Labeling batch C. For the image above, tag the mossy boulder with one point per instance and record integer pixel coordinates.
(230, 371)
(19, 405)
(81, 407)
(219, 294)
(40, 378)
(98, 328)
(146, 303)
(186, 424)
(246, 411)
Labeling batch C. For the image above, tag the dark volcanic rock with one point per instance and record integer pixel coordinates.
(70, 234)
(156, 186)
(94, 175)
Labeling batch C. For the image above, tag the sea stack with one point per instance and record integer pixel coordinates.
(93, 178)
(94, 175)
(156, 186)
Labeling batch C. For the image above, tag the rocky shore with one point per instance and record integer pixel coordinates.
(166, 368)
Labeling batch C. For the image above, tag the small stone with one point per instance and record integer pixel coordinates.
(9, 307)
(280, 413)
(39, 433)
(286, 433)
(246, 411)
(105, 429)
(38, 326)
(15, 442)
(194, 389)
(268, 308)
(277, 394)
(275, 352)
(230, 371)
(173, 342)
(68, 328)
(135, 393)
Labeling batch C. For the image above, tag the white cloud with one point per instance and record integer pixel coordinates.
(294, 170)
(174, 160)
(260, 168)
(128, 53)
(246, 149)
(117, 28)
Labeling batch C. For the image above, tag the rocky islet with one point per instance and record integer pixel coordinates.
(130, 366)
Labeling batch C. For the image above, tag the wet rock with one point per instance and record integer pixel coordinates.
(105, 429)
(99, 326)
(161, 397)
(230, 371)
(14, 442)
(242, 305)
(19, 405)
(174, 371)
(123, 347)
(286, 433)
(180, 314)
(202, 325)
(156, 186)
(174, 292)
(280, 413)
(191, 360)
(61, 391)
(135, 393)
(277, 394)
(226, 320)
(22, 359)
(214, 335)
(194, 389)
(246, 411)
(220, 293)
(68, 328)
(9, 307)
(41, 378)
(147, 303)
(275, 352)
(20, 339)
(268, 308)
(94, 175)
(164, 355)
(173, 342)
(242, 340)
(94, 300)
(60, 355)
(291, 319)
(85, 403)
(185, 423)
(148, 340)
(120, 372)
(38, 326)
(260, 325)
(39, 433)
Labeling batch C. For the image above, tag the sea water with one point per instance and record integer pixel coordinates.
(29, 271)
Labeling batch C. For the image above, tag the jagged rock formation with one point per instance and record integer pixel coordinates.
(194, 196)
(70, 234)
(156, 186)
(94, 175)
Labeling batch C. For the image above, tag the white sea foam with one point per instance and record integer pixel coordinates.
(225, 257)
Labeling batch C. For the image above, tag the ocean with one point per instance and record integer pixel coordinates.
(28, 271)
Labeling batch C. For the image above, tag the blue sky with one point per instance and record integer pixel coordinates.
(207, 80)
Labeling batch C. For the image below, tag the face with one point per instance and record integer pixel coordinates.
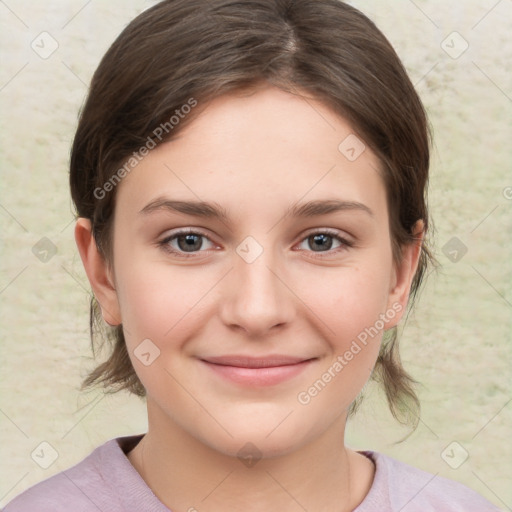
(258, 317)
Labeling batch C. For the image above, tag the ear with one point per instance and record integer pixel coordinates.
(99, 273)
(403, 275)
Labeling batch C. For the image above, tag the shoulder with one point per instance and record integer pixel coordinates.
(409, 489)
(81, 488)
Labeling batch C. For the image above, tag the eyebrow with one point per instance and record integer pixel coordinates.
(215, 211)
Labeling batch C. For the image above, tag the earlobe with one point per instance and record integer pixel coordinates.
(98, 272)
(404, 274)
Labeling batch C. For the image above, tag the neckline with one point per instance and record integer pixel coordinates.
(123, 445)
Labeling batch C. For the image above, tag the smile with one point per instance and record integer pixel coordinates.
(257, 371)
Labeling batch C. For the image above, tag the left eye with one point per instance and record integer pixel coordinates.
(324, 241)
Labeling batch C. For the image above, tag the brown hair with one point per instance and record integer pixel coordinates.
(183, 51)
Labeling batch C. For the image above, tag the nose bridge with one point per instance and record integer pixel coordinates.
(258, 299)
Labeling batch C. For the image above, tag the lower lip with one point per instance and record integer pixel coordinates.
(259, 376)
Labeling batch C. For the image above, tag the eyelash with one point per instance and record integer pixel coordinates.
(164, 244)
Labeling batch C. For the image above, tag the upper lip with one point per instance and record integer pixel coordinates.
(242, 361)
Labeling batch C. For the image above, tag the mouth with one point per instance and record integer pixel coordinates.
(257, 371)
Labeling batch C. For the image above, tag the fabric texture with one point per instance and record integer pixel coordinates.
(106, 481)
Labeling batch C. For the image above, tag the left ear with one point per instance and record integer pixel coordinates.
(404, 272)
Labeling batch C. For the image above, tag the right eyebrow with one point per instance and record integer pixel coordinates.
(195, 208)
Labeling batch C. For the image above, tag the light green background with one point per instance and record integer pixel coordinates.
(456, 343)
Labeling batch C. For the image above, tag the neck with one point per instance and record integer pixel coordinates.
(187, 475)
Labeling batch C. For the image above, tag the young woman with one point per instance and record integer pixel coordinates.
(250, 182)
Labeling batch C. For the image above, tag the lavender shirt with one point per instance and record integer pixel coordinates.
(105, 481)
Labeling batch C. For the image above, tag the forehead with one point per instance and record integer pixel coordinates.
(253, 152)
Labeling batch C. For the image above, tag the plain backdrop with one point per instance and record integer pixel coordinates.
(457, 342)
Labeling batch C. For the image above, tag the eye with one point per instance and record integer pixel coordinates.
(185, 241)
(326, 240)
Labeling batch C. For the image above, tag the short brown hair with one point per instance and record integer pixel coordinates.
(201, 49)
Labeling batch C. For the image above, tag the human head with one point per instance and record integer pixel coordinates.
(189, 52)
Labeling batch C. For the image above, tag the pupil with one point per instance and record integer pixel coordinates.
(322, 241)
(191, 242)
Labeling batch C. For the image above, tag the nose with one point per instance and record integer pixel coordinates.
(256, 297)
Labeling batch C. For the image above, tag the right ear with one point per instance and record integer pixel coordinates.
(98, 272)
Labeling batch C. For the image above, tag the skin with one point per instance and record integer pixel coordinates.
(255, 155)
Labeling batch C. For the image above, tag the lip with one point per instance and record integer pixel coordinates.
(257, 371)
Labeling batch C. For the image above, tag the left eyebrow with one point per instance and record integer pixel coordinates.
(324, 207)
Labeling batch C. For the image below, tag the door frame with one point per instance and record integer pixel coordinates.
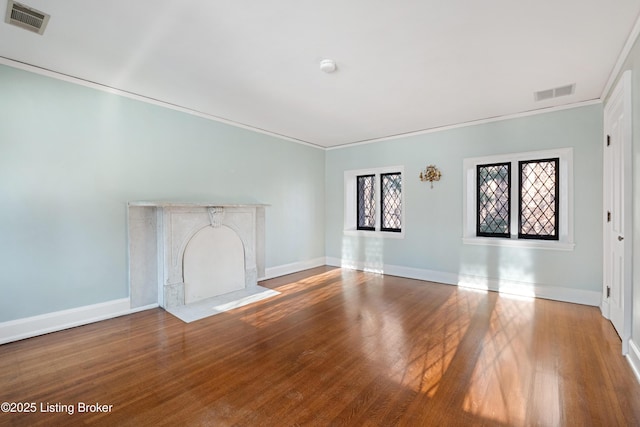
(621, 93)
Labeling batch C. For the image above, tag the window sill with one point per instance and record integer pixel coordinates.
(374, 233)
(520, 243)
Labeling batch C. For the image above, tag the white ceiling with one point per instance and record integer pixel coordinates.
(403, 66)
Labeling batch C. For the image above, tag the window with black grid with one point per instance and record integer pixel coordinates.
(538, 199)
(493, 197)
(391, 201)
(366, 205)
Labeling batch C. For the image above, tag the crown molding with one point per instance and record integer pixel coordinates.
(471, 123)
(131, 95)
(622, 57)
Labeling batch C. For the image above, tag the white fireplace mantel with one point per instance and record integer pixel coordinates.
(159, 233)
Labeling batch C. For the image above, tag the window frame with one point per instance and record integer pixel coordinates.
(555, 236)
(564, 226)
(382, 206)
(351, 209)
(485, 234)
(359, 198)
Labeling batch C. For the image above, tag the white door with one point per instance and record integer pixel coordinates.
(616, 182)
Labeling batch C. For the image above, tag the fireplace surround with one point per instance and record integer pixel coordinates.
(160, 234)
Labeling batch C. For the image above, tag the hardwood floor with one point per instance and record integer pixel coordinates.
(336, 347)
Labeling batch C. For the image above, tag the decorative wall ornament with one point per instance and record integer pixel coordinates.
(216, 214)
(431, 173)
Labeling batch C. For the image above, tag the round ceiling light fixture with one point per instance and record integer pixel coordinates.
(328, 65)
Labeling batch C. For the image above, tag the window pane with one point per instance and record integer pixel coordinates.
(494, 213)
(391, 201)
(539, 199)
(366, 203)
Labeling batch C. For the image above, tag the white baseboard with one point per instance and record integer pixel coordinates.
(577, 296)
(295, 267)
(28, 327)
(634, 358)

##########

# [WHAT YOU NEED TO DO]
The entries above are to be repeated in full, except for their pictures.

# [WRITTEN RESPONSE]
Labeling batch C. For the image above, tag the mossy boulder with one point per instance and record integer pixel coordinates.
(230, 371)
(19, 405)
(81, 407)
(219, 294)
(40, 378)
(98, 328)
(146, 303)
(186, 424)
(246, 411)
Labeling batch C. For the image above, tag the dark volcanic rock with one point per instance and record integer pixel coordinates.
(70, 234)
(156, 186)
(94, 175)
Labeling batch C. For the image above, tag the sea stack with one point per instance and record integer pixel coordinates.
(93, 178)
(94, 175)
(156, 186)
Labeling batch C. For the image above, tag the rocky shore with one point per instance and record integer pixel coordinates.
(166, 368)
Labeling batch C. For the image above, tag the small stone with one point per instance and record integer pixel coordinates.
(9, 307)
(280, 413)
(39, 433)
(286, 433)
(246, 411)
(105, 429)
(38, 326)
(15, 442)
(194, 389)
(268, 308)
(277, 394)
(275, 352)
(230, 371)
(173, 342)
(68, 328)
(135, 393)
Labeling batch C. For the image above, tag the white cloud with one point per instance and record integer pixel coordinates.
(294, 170)
(174, 160)
(260, 168)
(128, 53)
(246, 149)
(117, 28)
Labeling batch C. For the image above, tag the rocky islet with one point per instance and record integer pixel coordinates.
(130, 366)
Labeling batch C. For the image above, tag the wet rock with one point per instance and record integer pixel coordinates.
(105, 429)
(99, 326)
(161, 397)
(230, 371)
(14, 442)
(242, 305)
(19, 405)
(174, 371)
(123, 347)
(286, 433)
(180, 314)
(202, 325)
(156, 186)
(174, 292)
(280, 413)
(191, 360)
(61, 391)
(135, 393)
(277, 394)
(226, 320)
(22, 359)
(214, 335)
(194, 389)
(246, 411)
(220, 293)
(68, 328)
(9, 307)
(41, 378)
(147, 303)
(275, 352)
(20, 339)
(268, 308)
(94, 175)
(164, 355)
(173, 342)
(242, 340)
(94, 300)
(60, 355)
(291, 319)
(85, 403)
(185, 423)
(148, 340)
(120, 372)
(38, 326)
(260, 325)
(39, 433)
Labeling batch C. For the image above, tag the sea water with one point per instance and record integer pixel coordinates.
(29, 271)
Labeling batch C. For the image above, tag the jagged rock formation with one point per instance and record integer pixel coordinates.
(194, 196)
(70, 234)
(156, 186)
(94, 175)
Labeling batch C. For the image above, tag the white sea foam with one point per instance and record integer pixel coordinates.
(225, 257)
Labeling batch C. For the image above, tag the ocean with one point per instance and record integer pixel coordinates.
(28, 271)
Labeling batch C. For the image above, tag the blue sky with one point per instance and record integer pixel coordinates.
(207, 80)
Labeling batch C. For the image below, tag the face with one point per instance and record integer pixel coordinates.
(258, 317)
Labeling batch C. For the image above, tag the ear with one point per instance and record integer pixel coordinates.
(99, 273)
(403, 275)
Labeling batch C. For the image above, tag the shoulder with one point per instance and record integer pixel coordinates.
(409, 489)
(81, 488)
Labeling batch C. For the image above, tag the eyebrow with one point per instance and record integer pixel coordinates.
(215, 211)
Labeling batch C. For the image above, tag the earlobe with one point per instance and record integer pixel coordinates.
(98, 272)
(404, 274)
Labeling batch C. For the image above, tag the neckline with one point per instance and record integer pixel coordinates.
(123, 445)
Labeling batch C. For the image above, tag the smile with one point per instance and record integer pixel coordinates.
(257, 371)
Labeling batch C. For the image above, tag the left eye with one point per instance and record integer pixel coordinates.
(324, 241)
Labeling batch C. For the image above, tag the brown hair with one point per instance and record integer pixel coordinates.
(183, 51)
Labeling batch C. For the image above, tag the nose bridge with one point per instance and record integer pixel coordinates.
(258, 299)
Labeling batch C. For the image above, tag the lower lip with one point per instance and record integer pixel coordinates.
(259, 376)
Labeling batch C. For the image above, tag the eyelash with one point per instance and record integer pixel coordinates.
(164, 244)
Labeling batch C. For the image above, tag the upper lip with one point per instance and record integer pixel coordinates.
(242, 361)
Labeling batch C. For the image above, tag the mouth with one point per instance and record integer pixel coordinates.
(257, 371)
Labeling batch C. For the image above, tag the fabric texture with one point per instance and record integer pixel coordinates.
(106, 481)
Labeling batch C. For the image above, tag the left ear with one point per instance and record integer pixel coordinates.
(404, 272)
Labeling batch C. For the image above, tag the right eyebrow with one point per instance and record integer pixel coordinates.
(195, 208)
Labeling batch C. For the image above, tag the light green background with one point per instance and record integer pixel coordinates.
(456, 343)
Labeling batch C. For the image above, tag the neck with one point per instance and record integer pixel coordinates.
(187, 475)
Labeling batch C. For the image above, tag the young woman with one point per instance and record integer pixel coordinates.
(250, 182)
Labeling batch C. For the image above, tag the lavender shirt with one point per instance and record integer pixel coordinates.
(105, 481)
Labeling batch C. For the image above, tag the forehead with one point per instance and record integer pixel coordinates.
(253, 152)
Labeling batch C. For the image above, tag the plain backdrop with one point per instance and record integer pixel coordinates.
(457, 342)
Labeling batch C. For the image above, tag the eye with one point per instance and record integer pixel coordinates.
(185, 241)
(326, 240)
Labeling batch C. For the image above, tag the short brown hair with one point per instance and record integer pixel coordinates.
(201, 49)
Labeling batch C. For the image above, tag the human head with one point per instance and record integer pixel coordinates.
(189, 52)
Labeling batch C. For the image above, tag the pupil with one point per instance and record integer pixel coordinates.
(322, 241)
(191, 242)
Labeling batch C. For the image above, tag the nose with one point per instance and record integer pixel coordinates.
(256, 297)
Labeling batch C. For the image above, tag the right ear with one point per instance and record integer pixel coordinates.
(98, 272)
Labeling batch C. For the image above, tag the skin with one point per instance and record integer pixel coordinates.
(255, 155)
Labeling batch C. For the image above, tag the lip with one point per instance and record integer pixel coordinates.
(257, 371)
Labeling batch C. For the image above, tag the left eyebrow with one point per instance and record integer pixel coordinates.
(324, 207)
Labeling batch C. For the image below, tag the door frame with one point per instance and record integer pixel coordinates.
(621, 93)
Labeling batch C. For the image above, tag the window sill with one point per instance and record integer pixel coordinates.
(374, 233)
(520, 243)
Labeling batch C. For the image above, tag the white ceiling with one point per instance and record integer pixel coordinates.
(403, 66)
Labeling batch C. For the image above, tag the window with black grid with one point per instance and record integer pixel coordinates.
(538, 199)
(493, 197)
(391, 201)
(366, 205)
Labeling batch C. For the image above, tag the crown molding with one point per instance and record integer pixel coordinates.
(471, 123)
(131, 95)
(622, 57)
Labeling batch C. For the image above, tag the white fireplace mantel with one point per instance and record integer pixel coordinates.
(159, 233)
Labeling batch C. For the image above, tag the window frame with one point per instance and record integer pixel coordinates.
(555, 236)
(564, 226)
(382, 206)
(351, 209)
(485, 234)
(359, 198)
Labeling batch C. For the image above, tag the white door with one point per instance and record integer pixel coordinates.
(616, 182)
Labeling batch C. For the image above, tag the fireplace surround with one point per instance and record integer pixel coordinates.
(160, 234)
Labeling batch C. For the image above, tag the hardwood floor with one point per instance and record integer pixel coordinates.
(336, 347)
Labeling batch C. For the image above, tag the decorative wall ornament with one point per instance and record integer pixel coordinates.
(216, 214)
(431, 173)
Labeling batch C. For the image above, tag the round ceiling light fixture with one point per instance and record integer pixel coordinates.
(328, 65)
Labeling batch C. For the image above, tag the window pane with one point per instance and record integer pixel coordinates.
(494, 213)
(391, 201)
(539, 199)
(366, 203)
Labeling batch C. For the image above, tag the white baseboard with one point per instance and record integer pixel coordinates.
(577, 296)
(295, 267)
(28, 327)
(634, 358)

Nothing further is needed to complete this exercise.